→ What the task asks
Rewrite every one of these rows with "thickest part" swapped for "widest part" and everything else kept as it is. Omit the pictures from your answer.

start Material for this task

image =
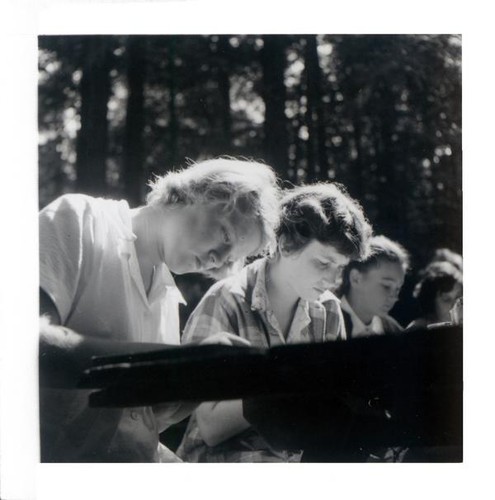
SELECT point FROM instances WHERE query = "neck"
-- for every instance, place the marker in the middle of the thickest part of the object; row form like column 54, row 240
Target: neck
column 148, row 250
column 281, row 295
column 364, row 315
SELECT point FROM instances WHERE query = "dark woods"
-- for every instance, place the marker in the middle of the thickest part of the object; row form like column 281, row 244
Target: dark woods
column 381, row 114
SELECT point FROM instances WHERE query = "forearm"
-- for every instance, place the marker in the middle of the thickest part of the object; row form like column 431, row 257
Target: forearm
column 221, row 420
column 168, row 414
column 64, row 354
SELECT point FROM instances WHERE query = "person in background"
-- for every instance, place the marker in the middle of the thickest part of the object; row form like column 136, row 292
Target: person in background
column 437, row 292
column 370, row 288
column 106, row 287
column 281, row 299
column 447, row 255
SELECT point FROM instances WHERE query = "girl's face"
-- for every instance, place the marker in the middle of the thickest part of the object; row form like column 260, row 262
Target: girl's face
column 377, row 289
column 445, row 301
column 208, row 239
column 314, row 269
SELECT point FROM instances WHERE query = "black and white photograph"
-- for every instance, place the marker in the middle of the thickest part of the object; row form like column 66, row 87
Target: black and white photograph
column 250, row 249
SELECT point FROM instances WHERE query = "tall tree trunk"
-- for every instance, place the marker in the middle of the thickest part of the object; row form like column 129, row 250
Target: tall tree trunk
column 223, row 76
column 275, row 144
column 173, row 127
column 134, row 124
column 315, row 120
column 92, row 139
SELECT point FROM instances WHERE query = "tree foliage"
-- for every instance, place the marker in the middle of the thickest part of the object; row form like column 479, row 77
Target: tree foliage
column 378, row 113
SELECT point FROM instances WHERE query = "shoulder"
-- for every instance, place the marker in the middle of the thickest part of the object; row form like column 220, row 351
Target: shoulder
column 391, row 325
column 71, row 203
column 239, row 285
column 417, row 324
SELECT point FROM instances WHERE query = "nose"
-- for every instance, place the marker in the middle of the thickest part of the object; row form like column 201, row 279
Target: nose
column 332, row 275
column 218, row 257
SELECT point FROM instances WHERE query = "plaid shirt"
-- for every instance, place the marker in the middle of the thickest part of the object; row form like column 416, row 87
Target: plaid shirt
column 240, row 305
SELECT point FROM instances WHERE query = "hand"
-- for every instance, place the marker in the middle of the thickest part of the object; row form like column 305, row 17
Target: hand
column 225, row 338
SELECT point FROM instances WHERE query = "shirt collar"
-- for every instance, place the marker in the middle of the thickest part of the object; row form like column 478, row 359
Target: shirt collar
column 260, row 301
column 259, row 297
column 163, row 281
column 359, row 328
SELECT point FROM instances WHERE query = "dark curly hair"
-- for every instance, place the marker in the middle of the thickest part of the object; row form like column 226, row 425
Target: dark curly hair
column 381, row 249
column 324, row 212
column 438, row 277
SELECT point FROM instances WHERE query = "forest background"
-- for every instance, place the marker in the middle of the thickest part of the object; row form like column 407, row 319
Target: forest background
column 379, row 113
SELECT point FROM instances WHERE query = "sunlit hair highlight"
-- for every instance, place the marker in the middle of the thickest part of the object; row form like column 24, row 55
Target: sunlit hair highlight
column 239, row 186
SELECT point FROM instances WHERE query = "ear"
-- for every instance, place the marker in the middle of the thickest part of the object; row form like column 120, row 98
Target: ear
column 283, row 247
column 355, row 277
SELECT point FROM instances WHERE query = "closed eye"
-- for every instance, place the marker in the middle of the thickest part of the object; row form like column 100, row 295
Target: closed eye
column 226, row 236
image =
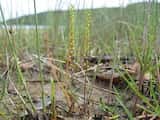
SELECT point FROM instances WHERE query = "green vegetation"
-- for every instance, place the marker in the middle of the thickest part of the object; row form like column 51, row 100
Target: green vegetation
column 53, row 71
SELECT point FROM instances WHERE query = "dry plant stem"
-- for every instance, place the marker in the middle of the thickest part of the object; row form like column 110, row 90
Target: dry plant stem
column 38, row 52
column 141, row 80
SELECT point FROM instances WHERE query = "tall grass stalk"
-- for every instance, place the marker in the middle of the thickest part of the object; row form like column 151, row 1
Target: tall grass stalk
column 71, row 44
column 20, row 76
column 38, row 53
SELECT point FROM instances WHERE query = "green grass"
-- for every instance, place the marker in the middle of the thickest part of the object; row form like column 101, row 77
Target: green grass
column 115, row 31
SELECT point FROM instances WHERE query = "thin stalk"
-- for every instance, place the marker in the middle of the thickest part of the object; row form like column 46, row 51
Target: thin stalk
column 38, row 53
column 15, row 58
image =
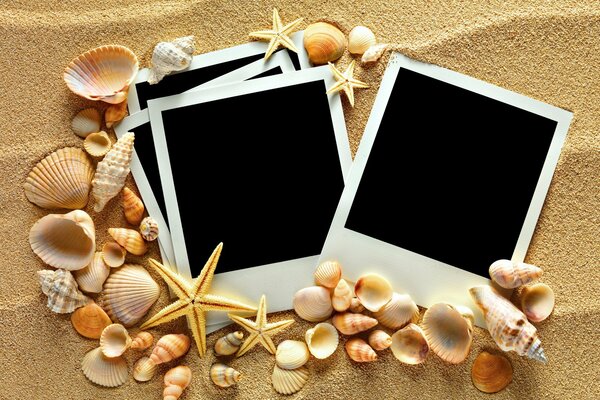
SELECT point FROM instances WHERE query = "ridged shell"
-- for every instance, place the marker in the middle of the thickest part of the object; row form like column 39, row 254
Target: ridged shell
column 324, row 43
column 112, row 171
column 60, row 287
column 104, row 371
column 289, row 381
column 313, row 303
column 128, row 294
column 103, row 73
column 507, row 325
column 61, row 180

end Material for this task

→ Result of the task
image =
SELECT point FROM instances WHERE query = "neck"
-- for every instance, place the marker in the middle of the widest part of the object; row form like column 54, row 240
Target: neck
column 148, row 250
column 281, row 295
column 364, row 315
SELECT point FROM instances WHERE query = "dark woods"
-- for every instance, place the marker in the middle of the widest part of the object; row form like column 281, row 244
Target: dark woods
column 381, row 114
SELECT point FROM instances WHERE query = "forearm"
-- for every instance, place the marker in the middle of the widest part of the object; row form like column 431, row 257
Target: forearm
column 221, row 420
column 168, row 414
column 64, row 354
SELECT point FROM instances WHERE query = "person in background"
-- for every instance, place the marker in the middle of the widest part of the object; row form like column 136, row 292
Target: person in background
column 437, row 292
column 370, row 288
column 106, row 287
column 281, row 299
column 447, row 255
SELECT point FROM instances WHERE query = "girl's face"
-- for every instance, place the marker in the middle of the widest part of the object; row form like column 260, row 262
Target: girl's face
column 377, row 289
column 445, row 301
column 208, row 239
column 314, row 269
SELECT point FROM instances WHERE query = "black and white photograph"
-- for every instance, place the marker in the middle of the widest part of the object; row form like column 66, row 87
Target: black and white photograph
column 250, row 249
SELECT point FROM instances WHERE query = "tall tree trunk"
-- for every instance, place the marker in the middle of the widest part of the object; row form like column 129, row 250
Target: tall tree trunk
column 223, row 76
column 275, row 144
column 173, row 127
column 134, row 124
column 315, row 120
column 92, row 139
SELECT point FROM instances WHERE query = "tree foliage"
-- for every instance, place the marker in the middle of the widest part of the object; row form like column 479, row 77
Target: tree foliage
column 378, row 113
SELECT point FROM instances WHERE query = "shoulder"
-- for every instance, place the marker in the middle of the widest part of the object; row form like column 220, row 351
Target: shoulder
column 391, row 325
column 71, row 203
column 239, row 285
column 417, row 324
SELECT point FROM instances WHERE query = "nose"
-- for every instance, place the marker in the middle of the widest part of the object; row form like column 201, row 279
Target: nose
column 332, row 275
column 218, row 257
SELECT point FROM instances WHERE query = "plaid shirt"
-- for every instance, place the marker in the middle of the widest part of the object; row form like column 416, row 87
Target: plaid shirt
column 240, row 305
SELECT point FROM instances WHERE query = "hand"
-- for every instance, place the marker in the middle of the widest part of the object; row form like column 305, row 17
Target: hand
column 225, row 338
SELECT point FROM instances WHERE query = "shirt collar"
-- for every instance, place the marker in the middle of the widest part of the object; row form like column 478, row 359
Target: shirt collar
column 260, row 301
column 259, row 297
column 163, row 281
column 359, row 328
SELECT point FROM instances WHERE query = "dark curly hair"
-- for every instance, place the marker in the middle of the widest part of the object; row form like column 226, row 425
Target: dark curly hair
column 381, row 249
column 324, row 212
column 438, row 277
SELECT point FROM instances WHERE query = "forest background"
-- for every instance, place the marker in the middle of the widest part of the object; row form like column 407, row 319
Target: forest background
column 379, row 113
SELECT point FROM instances WHERE query = "sunlit hair highlight"
-- for every instance, place the marker in the middle of the widest part of the object; row form like column 24, row 55
Target: sunlit hair highlight
column 239, row 186
SELECT point FROM instances WHERE query = "ear"
-- for every instance, place the marker in the middle of the widest part of the object; row form like column 120, row 98
Target: ear
column 283, row 247
column 355, row 277
SELECT point FROM instances WHERE query = "closed eye"
-- for every instance, place the marker in the middle of the widest part of the object; row form like column 100, row 295
Target: closed eye
column 226, row 236
image =
SELECT point FROM instances WHERE query = "green vegetation"
-- for every instance, place the marker in the middle of the widest part of the object; row form like column 51, row 100
Target: green vegetation
column 53, row 71
SELECT point FROM instances WHERE query = "dry plant stem"
-- for every instance, place the marker in the middle of the widest part of the object; row form like column 110, row 90
Target: dry plant stem
column 38, row 52
column 141, row 80
SELECT point FROM instances WHERE query = "tall grass stalk"
-- for every instance, place the marker in the middle of the widest part of the object; row form like column 151, row 1
Target: tall grass stalk
column 71, row 44
column 20, row 76
column 38, row 53
SELECT point FROM instances WHERE query = "green grass"
-- for every instance, place the marker in the middle of the widest part of the object; row form like column 101, row 77
Target: green grass
column 115, row 31
SELECT point FROM instances WHERE query = "thin stalk"
-- for every instance, place the marker in the middle of the widest part of the object; row form like column 46, row 51
Target: thin stalk
column 38, row 53
column 15, row 58
image =
SELECT point FROM instances WHERE query = "ridged shell"
-- for every instance, place the marker in the middle of the widest part of the object; row form like column 39, row 254
Target: ridged shell
column 324, row 43
column 112, row 171
column 60, row 287
column 104, row 371
column 289, row 381
column 313, row 303
column 128, row 294
column 103, row 73
column 507, row 325
column 61, row 180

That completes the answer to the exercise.